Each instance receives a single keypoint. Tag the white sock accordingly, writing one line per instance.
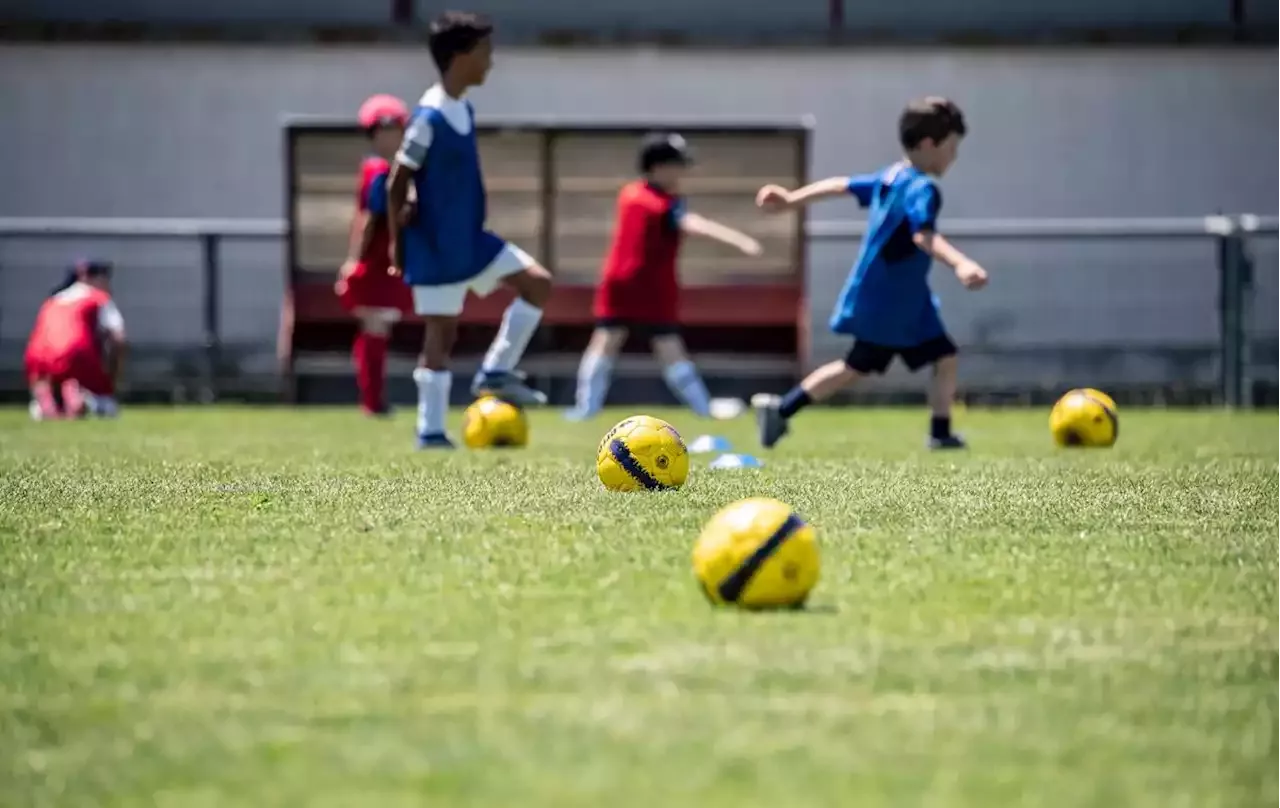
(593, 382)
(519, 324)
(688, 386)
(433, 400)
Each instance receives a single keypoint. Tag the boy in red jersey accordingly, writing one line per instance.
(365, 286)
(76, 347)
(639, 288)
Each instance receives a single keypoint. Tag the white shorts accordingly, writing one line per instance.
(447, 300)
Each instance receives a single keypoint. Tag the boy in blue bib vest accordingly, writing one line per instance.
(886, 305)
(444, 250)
__________
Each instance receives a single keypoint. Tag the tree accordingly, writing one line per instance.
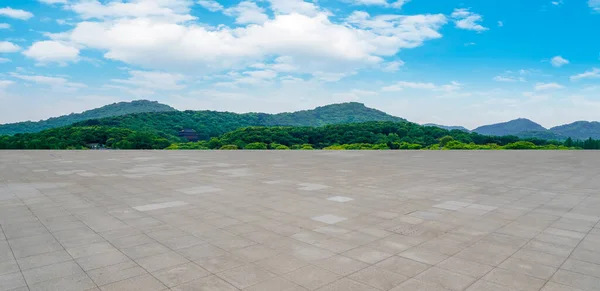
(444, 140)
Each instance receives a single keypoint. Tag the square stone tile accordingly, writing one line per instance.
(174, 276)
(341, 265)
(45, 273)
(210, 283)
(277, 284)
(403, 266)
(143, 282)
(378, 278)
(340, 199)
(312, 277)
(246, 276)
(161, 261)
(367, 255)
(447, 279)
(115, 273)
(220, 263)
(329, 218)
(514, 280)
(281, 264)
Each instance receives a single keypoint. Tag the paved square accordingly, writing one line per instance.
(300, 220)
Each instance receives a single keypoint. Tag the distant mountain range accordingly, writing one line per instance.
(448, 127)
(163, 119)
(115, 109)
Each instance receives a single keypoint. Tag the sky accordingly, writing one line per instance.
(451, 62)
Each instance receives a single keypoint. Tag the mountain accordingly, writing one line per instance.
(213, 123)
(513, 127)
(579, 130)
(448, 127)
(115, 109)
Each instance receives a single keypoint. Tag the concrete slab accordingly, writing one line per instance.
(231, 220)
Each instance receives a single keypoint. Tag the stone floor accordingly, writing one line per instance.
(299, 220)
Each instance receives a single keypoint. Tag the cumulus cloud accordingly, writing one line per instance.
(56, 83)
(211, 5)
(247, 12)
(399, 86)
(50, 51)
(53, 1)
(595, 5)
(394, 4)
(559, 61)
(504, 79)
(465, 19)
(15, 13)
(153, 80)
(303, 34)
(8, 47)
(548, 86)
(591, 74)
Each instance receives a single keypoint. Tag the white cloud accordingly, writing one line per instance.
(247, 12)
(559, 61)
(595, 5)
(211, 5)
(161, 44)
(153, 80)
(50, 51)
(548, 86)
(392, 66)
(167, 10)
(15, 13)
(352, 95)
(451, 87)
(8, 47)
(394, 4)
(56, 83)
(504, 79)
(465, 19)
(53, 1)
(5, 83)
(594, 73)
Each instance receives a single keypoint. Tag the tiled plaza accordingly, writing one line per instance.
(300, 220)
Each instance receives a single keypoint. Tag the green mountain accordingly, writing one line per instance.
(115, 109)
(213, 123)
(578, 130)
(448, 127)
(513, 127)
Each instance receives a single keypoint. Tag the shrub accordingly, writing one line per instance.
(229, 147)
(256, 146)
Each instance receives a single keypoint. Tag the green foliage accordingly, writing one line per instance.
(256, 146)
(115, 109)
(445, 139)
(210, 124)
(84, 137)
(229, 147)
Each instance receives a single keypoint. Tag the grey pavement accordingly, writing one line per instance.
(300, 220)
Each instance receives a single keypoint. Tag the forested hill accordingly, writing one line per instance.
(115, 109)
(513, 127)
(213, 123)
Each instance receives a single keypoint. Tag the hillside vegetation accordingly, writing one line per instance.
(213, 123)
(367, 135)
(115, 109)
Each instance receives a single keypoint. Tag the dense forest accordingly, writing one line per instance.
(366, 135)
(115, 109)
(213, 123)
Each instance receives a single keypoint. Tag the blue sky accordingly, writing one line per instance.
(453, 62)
__________
## SET PROBLEM
Pick out every line of the material above that contains the word "stone", and copy each one.

## WRITTEN RESPONSE
Each instance receives a single keypoint. Tag the square stone tile accordingly, writing one line per instance.
Each instance receives a single keypoint. Tag the stone floor accordingly, writing one line per instance.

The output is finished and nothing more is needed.